Extrait à lire
Depuis quelques semaines, les gouvernements parlent de reconstruction, de changement de modèles économiques, de plans de soutien, de relance, etc. Le dirigisme économique est de retour. La crise permet aux gouvernements de reprendre la main sur la vie économique du pays. Ce changement de cap intervient à un moment où, avec la mondialisation et la digitalisation, s’était imposée l’idée que les États étaient impuissants face aux entreprises, face aux marchés. Avant même la crise, devant la stagnation économique et la multiplication des tensions sociales, la question du rôle de l’État se posait déjà avec acuité. La crise justifie son retour tout en étant un prétexte. Les lois économiques d’hier semblent ne plus avoir cours même si, dans le fonds, l’épidémie ne fait qu’accélérer des tendances de long terme.
Avant la crise sanitaire, de lourdes menaces s’accumulaient déjà
La situation économique qui prévalait avant la crise sanitaire était déjà inquiétante. Les États occidentaux subissaient un épuisement du cycle de croissance, cycle qui a été extrêmement court et faible en Europe. En 2019, les tensions commerciales entre la Chine et les États-Unis avaient pesé lourdement sur le commerce international. Une récession était attendue en Italie et en France. Cette même année, l’Allemagne avait échappé de peu à cette récession. Cette détérioration intervenait dans un contexte de faible inflation, les banques centrales n’arrivant pas atteindre l’objectif de 2 % qu’elles s’étaient fixées.

Enregistrements
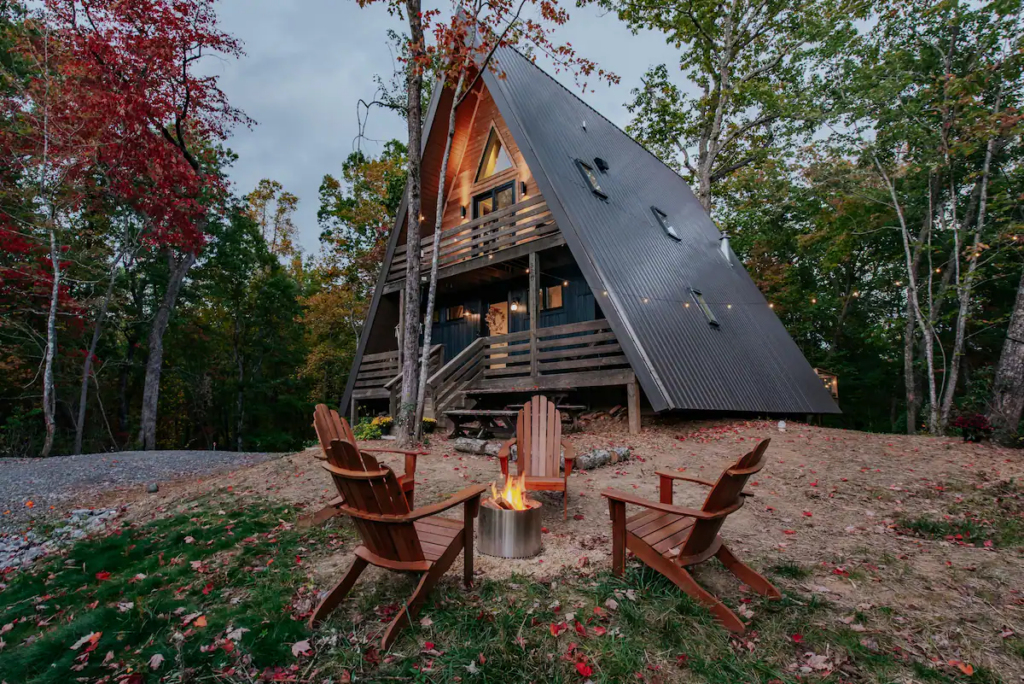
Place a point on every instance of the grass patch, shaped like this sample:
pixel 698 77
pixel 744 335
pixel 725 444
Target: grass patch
pixel 170 590
pixel 791 571
pixel 994 515
pixel 220 593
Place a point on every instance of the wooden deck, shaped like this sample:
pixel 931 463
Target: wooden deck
pixel 583 354
pixel 506 233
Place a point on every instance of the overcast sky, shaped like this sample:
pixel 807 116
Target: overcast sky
pixel 308 62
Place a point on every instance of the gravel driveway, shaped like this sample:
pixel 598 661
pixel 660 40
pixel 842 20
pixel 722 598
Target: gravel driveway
pixel 48 482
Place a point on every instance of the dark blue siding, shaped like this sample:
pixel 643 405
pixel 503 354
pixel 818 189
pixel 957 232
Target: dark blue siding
pixel 578 306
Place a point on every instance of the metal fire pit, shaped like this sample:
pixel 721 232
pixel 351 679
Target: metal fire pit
pixel 510 533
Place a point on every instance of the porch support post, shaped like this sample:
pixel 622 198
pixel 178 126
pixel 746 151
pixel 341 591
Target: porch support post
pixel 633 404
pixel 401 323
pixel 535 305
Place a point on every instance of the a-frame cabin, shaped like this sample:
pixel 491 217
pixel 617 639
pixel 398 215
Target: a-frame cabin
pixel 572 260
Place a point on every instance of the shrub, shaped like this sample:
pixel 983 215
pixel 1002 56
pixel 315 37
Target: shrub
pixel 366 429
pixel 973 427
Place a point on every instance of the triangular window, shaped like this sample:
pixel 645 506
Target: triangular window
pixel 495 158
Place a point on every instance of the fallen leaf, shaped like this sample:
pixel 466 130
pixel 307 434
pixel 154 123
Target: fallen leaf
pixel 92 638
pixel 236 635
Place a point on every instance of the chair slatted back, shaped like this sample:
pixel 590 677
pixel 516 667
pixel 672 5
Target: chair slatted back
pixel 725 494
pixel 376 492
pixel 539 438
pixel 331 426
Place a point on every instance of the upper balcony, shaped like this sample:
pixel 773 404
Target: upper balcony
pixel 507 233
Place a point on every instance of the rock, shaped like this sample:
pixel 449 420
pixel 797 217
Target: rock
pixel 470 445
pixel 600 457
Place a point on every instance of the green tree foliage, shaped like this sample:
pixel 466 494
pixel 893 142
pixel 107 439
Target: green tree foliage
pixel 750 84
pixel 355 217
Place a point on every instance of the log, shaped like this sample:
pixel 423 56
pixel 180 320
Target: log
pixel 586 461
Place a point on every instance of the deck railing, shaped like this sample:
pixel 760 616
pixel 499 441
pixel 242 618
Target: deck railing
pixel 572 348
pixel 517 224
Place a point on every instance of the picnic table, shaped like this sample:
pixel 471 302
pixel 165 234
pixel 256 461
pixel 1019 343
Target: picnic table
pixel 488 422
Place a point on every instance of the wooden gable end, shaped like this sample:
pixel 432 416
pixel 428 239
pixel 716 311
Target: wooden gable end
pixel 476 116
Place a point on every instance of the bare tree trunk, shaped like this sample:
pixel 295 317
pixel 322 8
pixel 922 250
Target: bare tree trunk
pixel 926 330
pixel 909 378
pixel 154 365
pixel 49 393
pixel 432 286
pixel 411 334
pixel 87 367
pixel 1008 389
pixel 240 399
pixel 966 288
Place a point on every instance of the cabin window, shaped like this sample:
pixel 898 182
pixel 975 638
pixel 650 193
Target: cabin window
pixel 663 220
pixel 702 305
pixel 590 176
pixel 551 298
pixel 493 200
pixel 495 158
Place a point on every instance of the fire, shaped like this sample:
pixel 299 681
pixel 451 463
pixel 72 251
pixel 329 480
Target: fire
pixel 513 496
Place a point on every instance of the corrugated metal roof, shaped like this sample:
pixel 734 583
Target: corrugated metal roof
pixel 749 362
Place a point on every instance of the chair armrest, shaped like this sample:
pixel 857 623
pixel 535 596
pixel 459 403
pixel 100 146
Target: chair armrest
pixel 625 498
pixel 685 478
pixel 463 497
pixel 394 451
pixel 696 480
pixel 503 456
pixel 569 457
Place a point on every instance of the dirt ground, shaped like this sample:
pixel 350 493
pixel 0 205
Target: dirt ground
pixel 828 501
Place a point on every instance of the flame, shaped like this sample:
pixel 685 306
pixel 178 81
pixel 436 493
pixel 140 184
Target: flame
pixel 514 493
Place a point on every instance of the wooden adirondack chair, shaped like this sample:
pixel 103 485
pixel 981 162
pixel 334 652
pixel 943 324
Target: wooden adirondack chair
pixel 331 426
pixel 670 539
pixel 394 537
pixel 538 438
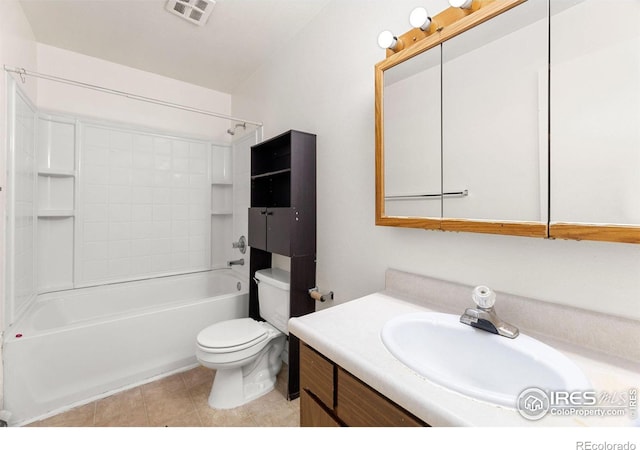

Consigne
Écrivez la suite du texte sur le retour du dirigisme économique, en partant de sa dernière phrase. Les données n'ont aucun rôle ici.

Réponse
Face aux menaces de récession, les banques centrales avaient décidé de relancer leur politique monétaire expansionniste. La FED s’était engagée dans un programme de baisse de ses taux directeurs quand la BCE a abandonné, avant même de l’appliquer, le plan d’augmentation de ses taux. Malgré ce contexte, les pays occidentaux connaissaient pour nombre d’entre eux une situation de plein emploi quand, pour les autres, la décrue du chômage se poursuivait à bon rythme.
Cependant, à la différence des précédents cycles, l’amélioration substantielle de la situation de l’emploi ne s’accompagnait pas d’une augmentation des salaires. L’accroissement de l’endettement public et privé constituait une autre caractéristique de la période d’avant crise sanitaire. À l’exception notable de l’Allemagne, parmi les grands États, le maintien d’un déficit public était de mise.
Le niveau de l’endettement public était à son plus haut niveau depuis la Seconde Guerre mondiale. Cette augmentation était la conséquence du maintien de taux historiquement bas. Ces derniers favorisaient également le gonflement de la valeur de certains actifs, actions ou immobilier.
Le cycle de croissance qui s’est achevé au mois de mars était, également, marqué par une stagnation des revenus salariaux. La répartition des faibles gains de productivité s’effectuait au détriment des salariés dans les pays de l’OCDE, à l’exception notoire de la France et de l’Italie. Depuis la crise de 2008, le ressenti sur le pouvoir d’achat est négatif dans la quasi-totalité des États de l’OCDE en lien avec l’augmentation du prix du logement et plus globalement des dépenses pré-engagées.
Cette situation concerne en premier lieu la France. Enfin, les inégalités avaient tendance à augmenter, en particulier au sein des pays anglo-saxons, les États-Unis en tête. Le sentiment dominant au niveau de l’économie était que le jeu était bloqué. Les salaires ne pouvaient pas augmenter en raison de la vive concurrence mondiale et d’un rapport de force défavorable aux salariés.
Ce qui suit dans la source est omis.